### EXERCISE
Reproduce every line of the material below word for word, leaving out the pictures.

### EXERCISE INPUT
= = = =
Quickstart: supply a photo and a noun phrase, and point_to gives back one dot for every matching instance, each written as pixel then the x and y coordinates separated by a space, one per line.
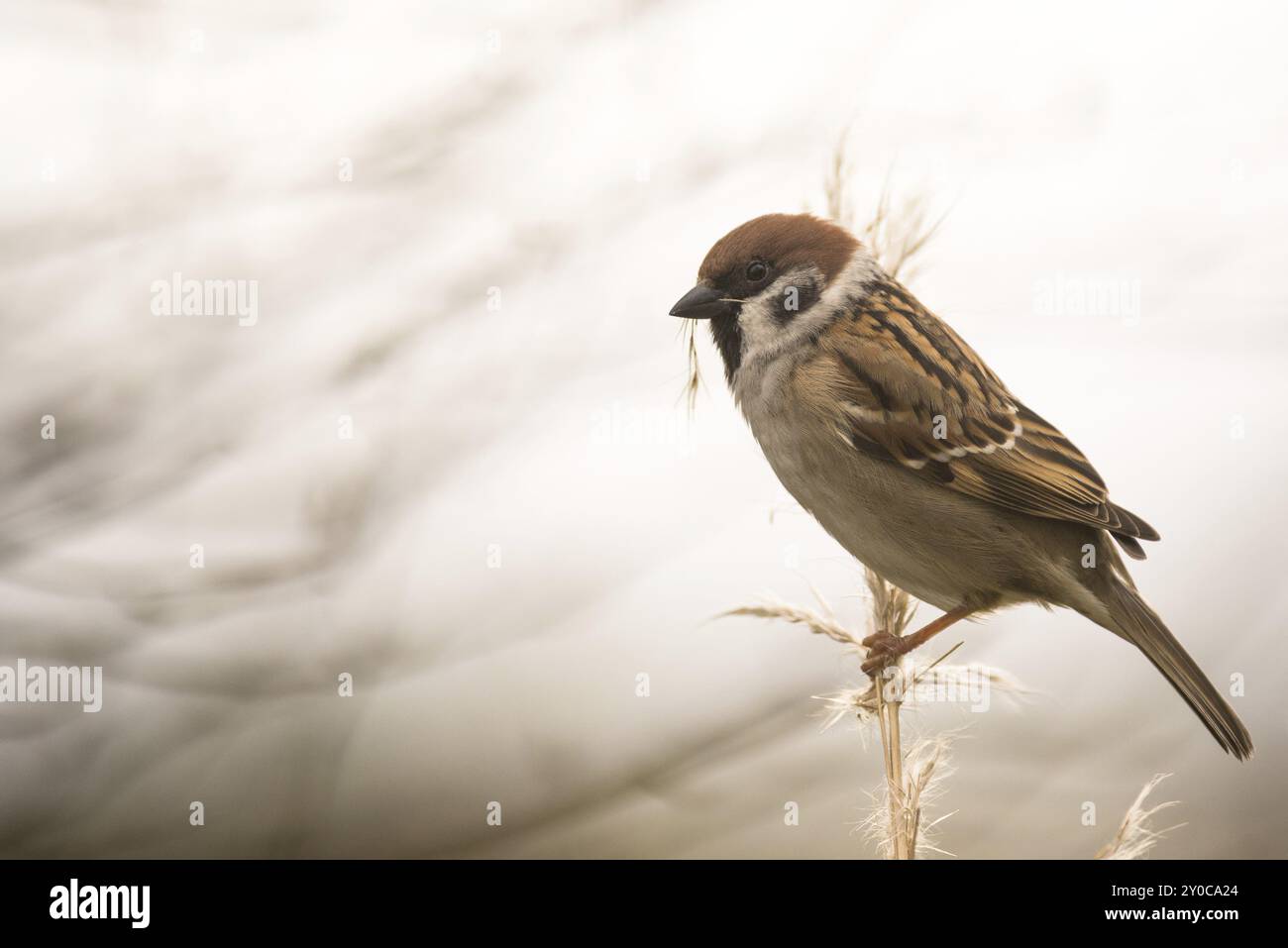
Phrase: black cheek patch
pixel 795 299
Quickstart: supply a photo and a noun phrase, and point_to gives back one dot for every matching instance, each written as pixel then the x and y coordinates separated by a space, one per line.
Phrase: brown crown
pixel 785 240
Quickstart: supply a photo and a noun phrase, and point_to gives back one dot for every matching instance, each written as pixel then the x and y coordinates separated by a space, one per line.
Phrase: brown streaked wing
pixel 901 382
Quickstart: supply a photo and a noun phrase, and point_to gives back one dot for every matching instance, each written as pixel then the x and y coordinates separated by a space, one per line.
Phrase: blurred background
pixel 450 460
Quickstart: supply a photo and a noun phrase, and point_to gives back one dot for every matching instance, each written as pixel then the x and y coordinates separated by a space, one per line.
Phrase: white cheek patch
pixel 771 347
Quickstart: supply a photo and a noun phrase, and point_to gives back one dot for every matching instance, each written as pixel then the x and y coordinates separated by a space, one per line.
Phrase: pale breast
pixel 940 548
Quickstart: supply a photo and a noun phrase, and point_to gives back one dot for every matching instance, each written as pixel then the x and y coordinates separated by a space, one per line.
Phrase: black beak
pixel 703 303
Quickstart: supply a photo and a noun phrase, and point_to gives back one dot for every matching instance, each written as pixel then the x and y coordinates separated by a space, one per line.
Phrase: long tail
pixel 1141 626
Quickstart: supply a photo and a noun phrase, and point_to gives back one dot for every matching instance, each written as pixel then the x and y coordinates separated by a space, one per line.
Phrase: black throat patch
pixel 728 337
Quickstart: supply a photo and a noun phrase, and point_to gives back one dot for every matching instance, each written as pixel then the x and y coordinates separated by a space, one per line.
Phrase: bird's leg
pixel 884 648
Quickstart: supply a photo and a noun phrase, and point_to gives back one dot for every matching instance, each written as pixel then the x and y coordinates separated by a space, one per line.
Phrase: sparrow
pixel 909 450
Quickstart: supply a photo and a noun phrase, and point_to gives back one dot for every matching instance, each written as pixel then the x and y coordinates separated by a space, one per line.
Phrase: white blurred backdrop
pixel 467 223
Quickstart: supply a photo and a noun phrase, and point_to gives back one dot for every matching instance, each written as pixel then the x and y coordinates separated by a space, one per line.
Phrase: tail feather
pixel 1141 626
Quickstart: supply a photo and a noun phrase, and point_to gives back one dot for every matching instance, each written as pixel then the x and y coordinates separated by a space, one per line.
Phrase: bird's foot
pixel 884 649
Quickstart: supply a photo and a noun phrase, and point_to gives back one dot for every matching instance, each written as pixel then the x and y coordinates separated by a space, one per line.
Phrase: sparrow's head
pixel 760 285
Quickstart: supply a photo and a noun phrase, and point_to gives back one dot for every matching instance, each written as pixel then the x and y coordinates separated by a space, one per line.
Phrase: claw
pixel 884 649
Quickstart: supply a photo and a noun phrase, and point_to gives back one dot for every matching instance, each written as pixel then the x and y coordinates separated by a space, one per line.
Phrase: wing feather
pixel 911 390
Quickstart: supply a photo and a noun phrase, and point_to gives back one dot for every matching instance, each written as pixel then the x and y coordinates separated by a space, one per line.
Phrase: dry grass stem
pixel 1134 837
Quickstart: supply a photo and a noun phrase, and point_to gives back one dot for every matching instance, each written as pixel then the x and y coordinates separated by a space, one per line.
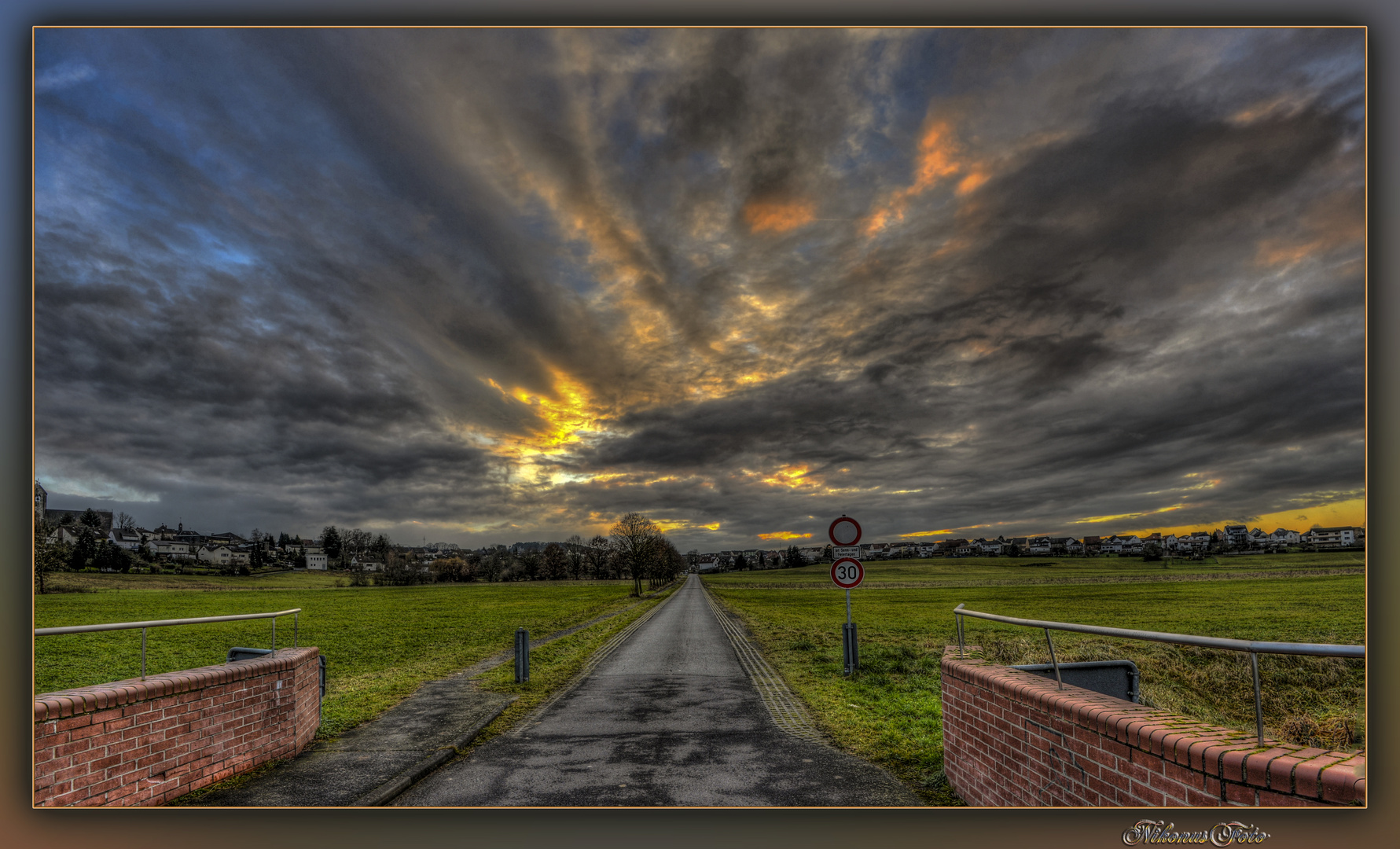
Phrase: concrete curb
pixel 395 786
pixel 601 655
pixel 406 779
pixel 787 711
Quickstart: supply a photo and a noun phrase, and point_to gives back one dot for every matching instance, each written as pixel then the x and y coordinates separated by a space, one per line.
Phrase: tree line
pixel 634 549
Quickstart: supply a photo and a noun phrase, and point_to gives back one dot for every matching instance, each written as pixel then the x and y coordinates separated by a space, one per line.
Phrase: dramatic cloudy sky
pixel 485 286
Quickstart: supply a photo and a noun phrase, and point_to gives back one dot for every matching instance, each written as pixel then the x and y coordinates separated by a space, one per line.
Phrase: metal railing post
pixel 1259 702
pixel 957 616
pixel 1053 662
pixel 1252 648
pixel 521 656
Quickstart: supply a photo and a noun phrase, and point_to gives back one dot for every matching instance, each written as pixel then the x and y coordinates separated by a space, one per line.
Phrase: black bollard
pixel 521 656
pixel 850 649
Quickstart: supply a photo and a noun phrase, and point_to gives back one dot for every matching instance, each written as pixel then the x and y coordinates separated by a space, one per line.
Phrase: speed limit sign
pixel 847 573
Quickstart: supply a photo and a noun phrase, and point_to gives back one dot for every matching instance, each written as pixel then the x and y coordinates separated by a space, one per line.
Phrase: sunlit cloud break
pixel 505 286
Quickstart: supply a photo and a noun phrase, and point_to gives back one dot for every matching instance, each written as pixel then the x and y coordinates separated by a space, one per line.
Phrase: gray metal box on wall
= = = =
### RESULT
Quickstart: supply a photo and a noun phrase, and point_to gives back one dot for every matching instance, each written as pixel then the x and y coordinates separated by a space, one per line.
Phrase: black cheek patch
pixel 795 299
Quickstart: supply a photo and a noun phrase, and point_to gives back one dot for every matching instance, each written as pixel then the x and y coordinates separated by a space, one per line.
Phrase: brown crown
pixel 785 240
Quickstart: supply a photo and a noun phrase, and point_to gives back one dot for every matching instance, each written as pixel then the x and y coordinates separated by a space, one per line.
Phrase: brown streaked wing
pixel 901 382
Quickstart: supply a photo and a noun phrase, and point_to gives back one dot for every matching instance, each written as pixel then the x and y coordinates separated by a space, one per line.
Phrase: blurred background
pixel 450 460
Quickstart: supply a photo and a noun phrase, and point_to gives back one dot for every matching instance, each written as pixel then the x and y coordinates separated by a space, one per line.
Phrase: white cheek patch
pixel 771 347
Quickstart: supply a photo and a noun phrase, and point_to gives back one dot for every matching instance, each written as pixel then the x and y coordinates separated by a space, one per line.
Phrase: pale breast
pixel 940 548
Quickstart: supply a photo and a noun phrase, and point_to gives back one dot for every matching instance, each written as pixel then the x and y coordinates separated by a space, one per line.
Phrase: black beak
pixel 703 303
Quickstart: supply a photo and a noun phrase, and point_to gives back one dot for every matching instance, each written as pixel then the x and y coordinates separated by a space, one per line.
Phrase: long tail
pixel 1141 626
Quickstart: supply a photo and a noun phrase, and point_to gives back one dot for every matching instance, each written as pixel then the x and y coordinates separated by a space, one per line.
Phrase: black throat patch
pixel 728 337
Quickstart: supply a photo and a noun phrase, and point_to gives back one dot for every matching instance, each written as pixel then the x and y coordinates separated by a space, one per line.
Phrase: bird's leg
pixel 884 648
Quickstart: supply a photo and a noun phrase, and point_to gives back one dot for every matching instance, each written as pixel then the x and y coordinates separated by a space, one per line.
Phrase: sparrow
pixel 909 450
Quickstart: supply a photo and a noun phrase, and point_to gives back one dot for every matching instance, each written as pixel then the x and y coordinates separated by a space, one per line.
Phrase: white blurred backdrop
pixel 467 223
Quickstart: supply a photo and a noun phrase, and point_to gives back one dot for every matching instance, each written as pixel then the x and y coordinates separated by a space, one per line.
Phrase: tail feather
pixel 1141 626
Quickstart: supply a photo and a noun phrase, and point_to gives back one dot for every matching instance, each written as pixel then the x and y coordinates separated by a space, one per line.
Phrase: bird's foot
pixel 884 649
Quickstart: supply a photo and a noun phrase, and point_to gives back one dot for every matching instance, each written as pixel then the x and y coordinates separated by a space, one per line.
Phrase: sparrow's head
pixel 760 285
Quickstart: supply a photo and a noun phrase, and point_to gives back one dot for every matching instance, each written as pixel then the x and y coordinates separated by a space, one per line.
Phrase: claw
pixel 884 649
Quickstart: supply a photo and a noun phrase, and point_to gives back one dot for every matching instance, each written as pixel then the x and y coordinates separated by a space, one per line.
Phrase: wing feather
pixel 911 390
Quickstart: supply a photo and a noun phrase, and point_to gives back one dot for every matching instance, each written as pixel then the x and y coordinates separated by a space, one per line.
Phrase: dry grass stem
pixel 1134 837
Quickstart: supply a photo and a noun phrase, and point_to gives back one dot for every matching instance, each written as pixel then the x and y coordinates separated by a space, one per line.
Phrase: concrete curb
pixel 395 786
pixel 601 655
pixel 406 779
pixel 787 711
Quickstart: supply a photo and a noun phrase, and point_to gives back one dot for every matching instance, each written as pixel then the x and y coordinates separated by a space, one per line.
Phrase: tree line
pixel 634 549
Quickstart: supply a photo and a noun phrase, and point_to gives back one dot for every matching instance, each written as pixel then the x and y coordinates separated by a space, one per line.
Phrase: dramatic cloudy sky
pixel 485 286
Quickstart: supply a photo and a noun phrase, and point_to gives back one dot for every matching instance, each written as pixel then the x and y coordinates separated by a space, one per line.
Phrase: metal railing post
pixel 1259 702
pixel 957 616
pixel 1053 662
pixel 1252 648
pixel 521 656
Quickstart: supply a photo and a noun phrase, and point_to gives back one dot for every matching instance, each written as pixel then the x and y coordinates separated by a space, one per line.
Phrase: black bollard
pixel 521 656
pixel 850 649
Quickstart: supply a photo and a noun phrase, and point_to gives back one dot for every matching instance, each written as pixel then the x and y coordinates separated by a space, one per line.
Phrase: speed limit sign
pixel 847 573
Quickstart: supply a photo and a noun phrase, and point_to gives back one dot for every matching instance, each written as pixel then the x and y coordinates separated by a space, one per line.
Phrase: sunlit cloud break
pixel 505 286
Quickstart: supply a photo and a noun phrase, and point_to gives back one dot for every matching instance, each written as pixel then the x and y coordinates separated by a space, one per line.
Phrase: gray metal box on wall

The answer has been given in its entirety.